THE REQUEST
Repeat every record below exactly as written.

RECORD EXCERPTS
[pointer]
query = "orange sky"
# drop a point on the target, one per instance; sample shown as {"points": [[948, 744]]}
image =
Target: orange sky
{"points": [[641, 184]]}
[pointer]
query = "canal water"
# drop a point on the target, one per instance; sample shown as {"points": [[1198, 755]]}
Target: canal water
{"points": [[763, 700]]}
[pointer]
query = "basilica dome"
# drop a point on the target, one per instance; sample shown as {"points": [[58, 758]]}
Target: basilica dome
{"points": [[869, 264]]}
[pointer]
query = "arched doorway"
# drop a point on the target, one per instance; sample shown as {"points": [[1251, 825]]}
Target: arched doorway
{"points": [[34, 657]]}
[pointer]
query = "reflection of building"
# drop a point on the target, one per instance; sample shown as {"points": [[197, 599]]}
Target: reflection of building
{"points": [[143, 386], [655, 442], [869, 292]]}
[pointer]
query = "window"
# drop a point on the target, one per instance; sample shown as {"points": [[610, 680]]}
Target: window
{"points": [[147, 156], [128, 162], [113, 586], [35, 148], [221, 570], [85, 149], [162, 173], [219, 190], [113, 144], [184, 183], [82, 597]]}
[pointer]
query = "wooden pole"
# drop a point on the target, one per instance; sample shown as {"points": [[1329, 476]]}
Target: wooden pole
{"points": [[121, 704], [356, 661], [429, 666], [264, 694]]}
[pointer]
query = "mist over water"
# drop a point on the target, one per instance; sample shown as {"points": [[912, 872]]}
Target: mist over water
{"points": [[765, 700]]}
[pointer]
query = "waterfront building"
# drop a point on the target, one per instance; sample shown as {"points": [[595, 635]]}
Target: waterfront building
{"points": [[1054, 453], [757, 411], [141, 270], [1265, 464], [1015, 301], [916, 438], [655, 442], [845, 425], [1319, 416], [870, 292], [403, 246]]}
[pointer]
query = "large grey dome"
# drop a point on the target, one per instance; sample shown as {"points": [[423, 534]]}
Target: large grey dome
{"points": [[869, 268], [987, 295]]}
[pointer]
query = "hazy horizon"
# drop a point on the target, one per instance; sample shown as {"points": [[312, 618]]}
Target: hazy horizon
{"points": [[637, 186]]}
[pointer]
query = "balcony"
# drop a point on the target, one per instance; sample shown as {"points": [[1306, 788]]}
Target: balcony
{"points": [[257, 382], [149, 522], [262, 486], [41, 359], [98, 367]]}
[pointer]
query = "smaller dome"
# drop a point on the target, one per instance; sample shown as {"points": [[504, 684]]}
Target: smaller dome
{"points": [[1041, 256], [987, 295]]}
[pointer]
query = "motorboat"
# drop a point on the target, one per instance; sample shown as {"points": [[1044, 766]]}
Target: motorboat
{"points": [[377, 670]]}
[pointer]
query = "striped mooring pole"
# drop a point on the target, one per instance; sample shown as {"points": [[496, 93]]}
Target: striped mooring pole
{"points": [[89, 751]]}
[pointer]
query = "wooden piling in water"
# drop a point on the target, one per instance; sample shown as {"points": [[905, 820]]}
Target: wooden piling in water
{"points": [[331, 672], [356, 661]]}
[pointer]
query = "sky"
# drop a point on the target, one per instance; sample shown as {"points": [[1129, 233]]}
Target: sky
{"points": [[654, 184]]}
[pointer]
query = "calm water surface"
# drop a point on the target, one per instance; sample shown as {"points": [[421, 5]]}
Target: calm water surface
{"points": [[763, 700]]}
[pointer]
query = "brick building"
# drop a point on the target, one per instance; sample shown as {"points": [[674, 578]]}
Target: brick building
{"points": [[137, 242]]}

EXPECTED ANSWER
[pointer]
query = "orange sky"
# drop a point on the target, one per instance; sample shown as {"points": [[948, 744]]}
image =
Target: orange sky
{"points": [[641, 184]]}
[pointer]
query = "canal water"
# drop a point on the target, one per instance; sample shown as {"points": [[1198, 755]]}
Target: canal water
{"points": [[763, 700]]}
[pointer]
query = "basilica dome"
# drop a point on the target, one per instance; sample shown as {"points": [[58, 758]]}
Target: basilica dome
{"points": [[869, 264]]}
[pointer]
query = "arched doorway"
# drop a point on the target, one per instance; sample shown as {"points": [[1251, 825]]}
Target: arched doorway
{"points": [[34, 657]]}
[pointer]
query = "reflection of building"
# drop a point on the target, one per instance; sample shown as {"points": [[197, 599]]}
Target: reflection of building
{"points": [[143, 386], [655, 442], [869, 292]]}
[pointer]
query = "window"
# drop a point on the target, one per instance; sample shown as {"points": [[610, 680]]}
Target: window
{"points": [[147, 156], [128, 162], [113, 586], [35, 148], [221, 570], [85, 149], [162, 173], [219, 190], [113, 144], [184, 183], [82, 597]]}
[pointer]
query = "wooden pole"
# drop a point on the target, one per instance; sample shown as {"points": [[1329, 476]]}
Target: wooden pole
{"points": [[121, 704], [356, 661], [429, 666], [264, 694]]}
[pointer]
query = "mist over water"
# drop a point on the target, one per instance; sample shown as {"points": [[912, 872]]}
Target: mist over water
{"points": [[765, 700]]}
[pointer]
query = "waterfront building"
# drop a point on the target, one per instance; sample shown as {"points": [[595, 635]]}
Target: waterfront building
{"points": [[1054, 453], [757, 411], [141, 270], [1265, 464], [1015, 301], [916, 438], [655, 442], [845, 425], [1319, 416], [870, 292], [403, 246]]}
[pointer]
query = "large grey dome"
# drop a point on the target, one per instance; sample shown as {"points": [[423, 534]]}
Target: large grey dome
{"points": [[869, 268], [987, 295]]}
[pointer]
query = "hazy horizon"
# drop a point on the target, one per instance; sample shown as {"points": [[312, 618]]}
Target: hazy horizon
{"points": [[637, 186]]}
[pointer]
query = "balcony"
# drop a point on the target, one per instance; sample shown as {"points": [[1306, 788]]}
Target: balcony
{"points": [[257, 382], [149, 522], [262, 486], [41, 359], [98, 367]]}
[pointer]
query = "smaller dome"
# drop a point on the target, one per instance; sample shown as {"points": [[504, 684]]}
Target: smaller dome
{"points": [[1041, 256], [987, 295]]}
[pointer]
query = "motorboat"
# drop a point on the target, one per instance; sample shown as {"points": [[1044, 766]]}
Target: motorboat
{"points": [[377, 670]]}
[pointer]
query = "striped mooring pole"
# drop a point on the target, one per instance; sample shown as {"points": [[496, 93]]}
Target: striped mooring pole
{"points": [[89, 751]]}
[pointer]
query = "wooden piling in water"
# drop a point on the target, one per instance; sample shown as {"points": [[905, 820]]}
Target: wooden piling in water
{"points": [[331, 672], [356, 661]]}
[pointer]
query = "sky"
# drop a point on the target, one per instance; sample shown as {"points": [[1129, 233]]}
Target: sky
{"points": [[654, 184]]}
[pointer]
query = "calm water surface"
# drop a point on the target, one per instance; sample shown as {"points": [[421, 5]]}
Target: calm water surface
{"points": [[763, 700]]}
[pointer]
query = "brick building"
# drop a point on the target, one per instance; sample shown as {"points": [[674, 578]]}
Target: brick building
{"points": [[137, 242]]}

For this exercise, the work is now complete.